### EXERCISE AIM
Retype exactly the lines that run from the line with "Mark every instance of the dark sneaker" to the final line of the entries, keeping both ends and nothing else.

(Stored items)
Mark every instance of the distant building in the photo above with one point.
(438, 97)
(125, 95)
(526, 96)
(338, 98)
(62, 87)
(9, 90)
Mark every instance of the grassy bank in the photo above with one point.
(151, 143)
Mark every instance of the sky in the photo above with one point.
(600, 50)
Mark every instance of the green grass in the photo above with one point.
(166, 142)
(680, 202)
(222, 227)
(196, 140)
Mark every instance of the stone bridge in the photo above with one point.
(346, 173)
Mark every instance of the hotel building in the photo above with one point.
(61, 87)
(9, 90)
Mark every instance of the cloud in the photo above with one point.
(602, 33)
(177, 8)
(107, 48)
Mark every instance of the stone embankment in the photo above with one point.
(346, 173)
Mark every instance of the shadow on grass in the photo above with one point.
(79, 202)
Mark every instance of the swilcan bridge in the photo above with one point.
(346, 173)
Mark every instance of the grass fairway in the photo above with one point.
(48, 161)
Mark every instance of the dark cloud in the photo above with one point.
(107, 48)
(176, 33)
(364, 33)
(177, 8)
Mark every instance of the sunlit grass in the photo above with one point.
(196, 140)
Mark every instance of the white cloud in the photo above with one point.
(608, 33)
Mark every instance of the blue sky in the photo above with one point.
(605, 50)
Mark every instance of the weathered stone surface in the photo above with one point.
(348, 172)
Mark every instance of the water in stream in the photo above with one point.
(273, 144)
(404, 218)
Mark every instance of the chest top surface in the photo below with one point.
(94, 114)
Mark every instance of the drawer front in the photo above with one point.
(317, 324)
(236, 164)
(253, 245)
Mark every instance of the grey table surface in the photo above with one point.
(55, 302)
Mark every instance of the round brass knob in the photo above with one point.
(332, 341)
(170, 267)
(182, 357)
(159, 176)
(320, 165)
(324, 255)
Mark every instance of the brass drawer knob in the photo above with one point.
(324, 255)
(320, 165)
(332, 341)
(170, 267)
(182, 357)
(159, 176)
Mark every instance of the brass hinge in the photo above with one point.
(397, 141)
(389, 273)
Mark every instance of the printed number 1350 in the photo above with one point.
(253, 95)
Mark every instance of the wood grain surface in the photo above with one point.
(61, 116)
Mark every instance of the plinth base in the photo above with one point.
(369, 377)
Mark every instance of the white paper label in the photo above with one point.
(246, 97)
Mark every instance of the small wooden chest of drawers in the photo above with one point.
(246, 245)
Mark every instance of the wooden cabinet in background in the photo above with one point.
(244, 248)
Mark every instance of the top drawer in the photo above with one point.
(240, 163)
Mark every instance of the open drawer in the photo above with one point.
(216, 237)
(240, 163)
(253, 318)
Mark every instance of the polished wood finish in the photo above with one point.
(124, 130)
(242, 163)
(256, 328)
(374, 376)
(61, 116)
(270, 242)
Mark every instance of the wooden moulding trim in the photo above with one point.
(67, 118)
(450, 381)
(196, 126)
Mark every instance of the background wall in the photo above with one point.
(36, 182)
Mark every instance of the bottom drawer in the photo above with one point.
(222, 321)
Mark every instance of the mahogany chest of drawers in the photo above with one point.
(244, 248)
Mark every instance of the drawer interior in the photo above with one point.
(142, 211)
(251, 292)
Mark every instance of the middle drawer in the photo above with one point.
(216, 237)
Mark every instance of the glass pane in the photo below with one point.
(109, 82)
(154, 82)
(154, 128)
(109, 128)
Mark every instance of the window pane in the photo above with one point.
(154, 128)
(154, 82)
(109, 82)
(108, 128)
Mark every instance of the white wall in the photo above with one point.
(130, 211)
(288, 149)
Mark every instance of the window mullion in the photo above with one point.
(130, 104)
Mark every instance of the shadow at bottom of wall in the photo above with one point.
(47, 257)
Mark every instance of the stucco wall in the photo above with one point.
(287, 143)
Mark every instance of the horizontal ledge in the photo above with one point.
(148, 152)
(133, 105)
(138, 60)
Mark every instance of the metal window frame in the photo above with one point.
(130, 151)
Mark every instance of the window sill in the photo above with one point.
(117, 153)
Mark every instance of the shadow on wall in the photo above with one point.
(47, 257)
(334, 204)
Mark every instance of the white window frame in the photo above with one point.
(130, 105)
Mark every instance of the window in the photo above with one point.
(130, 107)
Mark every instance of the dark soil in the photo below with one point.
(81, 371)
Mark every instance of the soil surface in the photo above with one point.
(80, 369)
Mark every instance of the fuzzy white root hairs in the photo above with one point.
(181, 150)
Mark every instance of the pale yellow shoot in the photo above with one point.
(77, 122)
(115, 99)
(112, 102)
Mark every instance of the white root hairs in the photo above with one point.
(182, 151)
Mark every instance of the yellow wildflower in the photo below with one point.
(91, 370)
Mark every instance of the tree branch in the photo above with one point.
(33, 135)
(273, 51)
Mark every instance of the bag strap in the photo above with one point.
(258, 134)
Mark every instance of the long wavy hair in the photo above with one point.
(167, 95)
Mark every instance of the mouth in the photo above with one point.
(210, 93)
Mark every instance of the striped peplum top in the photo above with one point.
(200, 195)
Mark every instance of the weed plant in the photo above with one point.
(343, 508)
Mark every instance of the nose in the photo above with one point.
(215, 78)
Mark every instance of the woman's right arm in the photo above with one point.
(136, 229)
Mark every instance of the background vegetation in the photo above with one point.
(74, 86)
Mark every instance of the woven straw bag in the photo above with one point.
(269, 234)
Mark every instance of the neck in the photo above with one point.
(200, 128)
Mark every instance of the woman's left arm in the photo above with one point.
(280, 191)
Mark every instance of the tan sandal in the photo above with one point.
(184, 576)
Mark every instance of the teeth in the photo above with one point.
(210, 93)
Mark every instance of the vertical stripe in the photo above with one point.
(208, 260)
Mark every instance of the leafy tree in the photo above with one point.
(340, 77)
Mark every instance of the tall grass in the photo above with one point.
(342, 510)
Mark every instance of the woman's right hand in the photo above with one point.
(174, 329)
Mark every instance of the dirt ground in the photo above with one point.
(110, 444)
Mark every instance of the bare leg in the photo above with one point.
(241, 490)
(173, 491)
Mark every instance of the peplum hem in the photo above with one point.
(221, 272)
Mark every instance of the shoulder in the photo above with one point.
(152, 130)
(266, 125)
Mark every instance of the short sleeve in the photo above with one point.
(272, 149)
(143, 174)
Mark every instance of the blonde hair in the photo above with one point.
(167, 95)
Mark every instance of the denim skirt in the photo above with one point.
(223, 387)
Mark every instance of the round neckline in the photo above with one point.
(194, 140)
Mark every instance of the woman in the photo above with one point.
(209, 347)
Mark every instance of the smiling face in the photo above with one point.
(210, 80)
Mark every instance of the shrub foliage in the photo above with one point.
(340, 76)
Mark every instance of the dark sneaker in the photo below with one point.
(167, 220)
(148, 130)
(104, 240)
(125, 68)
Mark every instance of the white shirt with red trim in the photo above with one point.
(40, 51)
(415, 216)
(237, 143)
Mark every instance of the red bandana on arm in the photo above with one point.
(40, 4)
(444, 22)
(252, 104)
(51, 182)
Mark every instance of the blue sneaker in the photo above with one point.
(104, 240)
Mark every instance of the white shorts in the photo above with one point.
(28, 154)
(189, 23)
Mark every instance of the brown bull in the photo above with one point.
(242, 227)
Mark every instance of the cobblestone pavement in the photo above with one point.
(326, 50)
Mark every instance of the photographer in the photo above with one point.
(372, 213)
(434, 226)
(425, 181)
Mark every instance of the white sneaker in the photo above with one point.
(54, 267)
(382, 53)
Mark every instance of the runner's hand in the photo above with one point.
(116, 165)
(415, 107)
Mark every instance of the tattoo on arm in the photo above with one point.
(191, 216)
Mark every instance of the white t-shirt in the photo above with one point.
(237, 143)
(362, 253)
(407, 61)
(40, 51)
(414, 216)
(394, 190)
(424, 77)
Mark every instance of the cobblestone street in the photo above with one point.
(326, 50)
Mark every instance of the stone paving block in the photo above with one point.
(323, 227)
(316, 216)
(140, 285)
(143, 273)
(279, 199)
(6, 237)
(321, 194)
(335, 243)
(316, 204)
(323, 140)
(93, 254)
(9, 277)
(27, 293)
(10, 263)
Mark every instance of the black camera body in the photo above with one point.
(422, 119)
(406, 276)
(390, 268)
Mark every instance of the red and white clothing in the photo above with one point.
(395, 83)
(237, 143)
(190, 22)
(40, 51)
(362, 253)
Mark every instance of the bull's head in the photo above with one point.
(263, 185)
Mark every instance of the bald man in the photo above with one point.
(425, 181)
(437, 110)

### SOLUTION TO THIS PROBLEM
Mark every instance of the dark sneaker in the photo below with one point.
(167, 220)
(148, 130)
(104, 240)
(125, 68)
Mark every instance of the white shirt with red trim in the photo above with one point.
(40, 51)
(415, 216)
(237, 143)
Mark every instance of the red bandana on arm in the photo above with one point.
(40, 4)
(444, 22)
(252, 104)
(51, 182)
Mark every instance of the blue sneaker in the photo above with one point.
(104, 240)
Mark every instance of the white shorts in the photo above with one point.
(28, 154)
(189, 23)
Mark every instance of the brown bull in the photo above with one point.
(242, 227)
Mark every instance of the cobblestone pavement in the photo above with one point.
(326, 50)
Mark every instance of the photographer in the photo above with one point.
(372, 213)
(434, 226)
(425, 181)
Mark every instance of the white sneaker in the photo above with one point.
(54, 267)
(382, 53)
Mark every instance of the runner's hand in the photo above with one point.
(116, 165)
(415, 107)
Mark every instance of the tattoo on arm in the photo above with one point.
(191, 216)
Mark every instance of the white t-shirt in the photo above with one point.
(237, 143)
(362, 253)
(407, 61)
(40, 51)
(414, 216)
(394, 190)
(424, 77)
Mark every instance of the cobblestone street in the photo above with one point.
(326, 50)
Mark every instance of the stone paving block in the photo above with one point.
(323, 227)
(316, 216)
(140, 285)
(143, 273)
(279, 199)
(6, 237)
(321, 194)
(335, 243)
(316, 204)
(323, 140)
(93, 254)
(9, 277)
(27, 293)
(10, 263)
Mark every instance of the black camera body in the photo above with one point.
(422, 119)
(406, 276)
(390, 268)
Mark every instance of the red and white clothing in the photo above with one point.
(395, 83)
(237, 143)
(190, 22)
(40, 51)
(362, 253)
Mark every instance of the bull's head in the photo above with one point.
(263, 185)
Mark every instance of the bald man in the photo above with one point.
(425, 181)
(437, 110)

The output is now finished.